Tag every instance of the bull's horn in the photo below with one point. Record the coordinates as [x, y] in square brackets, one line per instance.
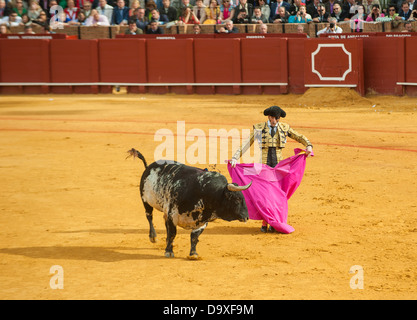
[232, 187]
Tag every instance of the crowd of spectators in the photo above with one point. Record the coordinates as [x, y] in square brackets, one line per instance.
[146, 16]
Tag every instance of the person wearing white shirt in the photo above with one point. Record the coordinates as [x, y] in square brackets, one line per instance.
[13, 20]
[96, 19]
[332, 28]
[104, 9]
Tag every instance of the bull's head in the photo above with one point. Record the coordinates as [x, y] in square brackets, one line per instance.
[234, 187]
[234, 205]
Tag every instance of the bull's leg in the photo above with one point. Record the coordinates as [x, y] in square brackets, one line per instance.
[149, 216]
[171, 233]
[194, 240]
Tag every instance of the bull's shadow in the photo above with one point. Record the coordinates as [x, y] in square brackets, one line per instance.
[211, 229]
[101, 254]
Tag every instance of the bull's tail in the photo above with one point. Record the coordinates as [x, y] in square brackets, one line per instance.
[135, 153]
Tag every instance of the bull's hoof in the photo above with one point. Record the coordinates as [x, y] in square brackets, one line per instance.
[169, 254]
[194, 256]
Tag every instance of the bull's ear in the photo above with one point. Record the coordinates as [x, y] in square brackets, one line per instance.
[233, 187]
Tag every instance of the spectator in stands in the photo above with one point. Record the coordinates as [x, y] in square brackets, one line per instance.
[97, 19]
[300, 29]
[301, 16]
[80, 21]
[133, 6]
[356, 22]
[263, 28]
[188, 17]
[282, 16]
[349, 8]
[405, 12]
[199, 11]
[196, 29]
[392, 13]
[242, 17]
[13, 20]
[182, 5]
[275, 8]
[133, 28]
[368, 5]
[265, 9]
[168, 10]
[120, 14]
[105, 9]
[150, 5]
[45, 28]
[141, 21]
[331, 28]
[34, 10]
[243, 5]
[4, 10]
[154, 28]
[87, 7]
[19, 8]
[412, 4]
[162, 19]
[312, 7]
[226, 11]
[338, 13]
[61, 21]
[330, 5]
[376, 13]
[294, 7]
[50, 5]
[228, 28]
[42, 19]
[408, 27]
[4, 29]
[321, 15]
[258, 17]
[28, 30]
[212, 13]
[26, 20]
[71, 11]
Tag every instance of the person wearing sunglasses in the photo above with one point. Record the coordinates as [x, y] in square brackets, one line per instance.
[375, 13]
[321, 15]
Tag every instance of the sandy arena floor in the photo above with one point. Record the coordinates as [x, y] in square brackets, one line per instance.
[69, 198]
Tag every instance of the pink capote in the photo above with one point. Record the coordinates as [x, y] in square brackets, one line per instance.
[267, 197]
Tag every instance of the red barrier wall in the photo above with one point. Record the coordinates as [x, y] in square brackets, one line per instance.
[383, 60]
[329, 62]
[129, 66]
[409, 67]
[383, 65]
[170, 61]
[74, 62]
[264, 61]
[24, 61]
[217, 61]
[296, 66]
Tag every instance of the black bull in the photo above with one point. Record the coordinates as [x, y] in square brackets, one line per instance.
[189, 197]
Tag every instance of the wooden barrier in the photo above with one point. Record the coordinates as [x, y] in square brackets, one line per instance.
[74, 63]
[24, 61]
[110, 32]
[229, 64]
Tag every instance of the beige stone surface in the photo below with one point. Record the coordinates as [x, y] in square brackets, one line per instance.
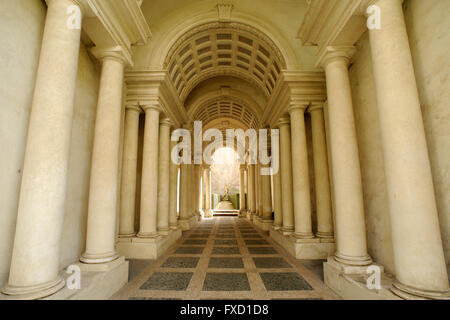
★ ★ ★
## HOW TO COMPLETE THIS TASK
Your task is to output the material word for word while leaving out every image.

## FINISHED TASK
Tag every instance of the bull's horn in the photo below with one point. Record the coordinates as [x, y] in square brackets, one line per instance.
[232, 187]
Tag every instance of the crowd of spectators in the photo above with one point. Record the coordinates as [x, y] in square brackets, one line per instance.
[146, 16]
Tag every instance of the person wearing white shirt in the photo above with one point. Record the coordinates as [x, y] in square brackets, one line per instance.
[13, 20]
[96, 19]
[332, 28]
[104, 9]
Tag every instance of the bull's head in the photo above with one point. Record the coordinates as [x, y] in square brackets, one line per instance.
[234, 187]
[234, 205]
Tag every instance of the bull's leg in the photo above with one point. Record the coordinates as [x, y] in square brackets, one line per instance.
[149, 216]
[171, 233]
[194, 240]
Tag every instance of the bull's shadow in the photo above with one point. Record the coordinates as [x, y] in square brackets, one line per instance.
[211, 229]
[101, 254]
Tag every instance of the bull's tail in the photo above with one point. Record the coordinates as [x, y] in square brackets, one line per instance.
[135, 153]
Tag every instance of the bull's hoof in the photo above with one point. Record the coordinates as [x, y] in square brackets, one line per instance.
[169, 254]
[194, 256]
Tag every instance of the bull's ear in the photo above with one point. Record the coordinates as [x, y] in square brackets, one line per instance.
[233, 187]
Tag every instance of the spectator in stands in the photo above with one point. Record the coordinates as [x, y] in square brackets, one line per instance.
[97, 19]
[300, 29]
[301, 16]
[80, 21]
[133, 6]
[356, 22]
[263, 28]
[188, 17]
[282, 16]
[349, 8]
[405, 12]
[199, 11]
[196, 29]
[392, 13]
[242, 17]
[13, 20]
[182, 5]
[275, 8]
[133, 28]
[368, 5]
[265, 9]
[168, 10]
[120, 14]
[105, 9]
[150, 5]
[45, 28]
[141, 21]
[331, 28]
[34, 10]
[243, 5]
[4, 10]
[154, 28]
[87, 7]
[19, 8]
[412, 4]
[162, 19]
[312, 7]
[226, 11]
[338, 13]
[61, 21]
[330, 5]
[376, 13]
[294, 7]
[50, 5]
[228, 28]
[42, 19]
[408, 27]
[4, 29]
[321, 15]
[258, 17]
[28, 30]
[212, 13]
[26, 20]
[71, 11]
Tag every instance of the person wearing sunglasses in the photo above with one point. Record the coordinates as [x, y] in square brackets, one line per instance.
[375, 13]
[321, 15]
Tag every instance of the sandy arena floor in the photo above with one point. Record the coordinates as [x, y] in square brackets, one line per instance.
[69, 198]
Tag every instance of the pink capote in the photo above with one point. Record the coordinates as [x, y] in square brackets, one line per instance.
[267, 197]
Tag every instance of the red barrier wall in the photo above with one point. Record the coordinates as [x, y] in square brackets, one line per instance.
[383, 60]
[329, 62]
[129, 66]
[409, 67]
[383, 65]
[170, 61]
[74, 62]
[264, 61]
[24, 61]
[217, 61]
[296, 66]
Tag every instance of the black bull in the photo above with one point. Record the coordinates as [x, y] in square brackets, one line per instance.
[189, 197]
Tag every instance of the wooden barrier in the photo above with one point. Record the coordinates as [x, y] in square brackets, one line per instance.
[74, 63]
[24, 61]
[110, 32]
[229, 64]
Tag every instance of the beige stone surface in the photo below with one point. Record the coordinates as [x, y] in square brackets, one line per instance.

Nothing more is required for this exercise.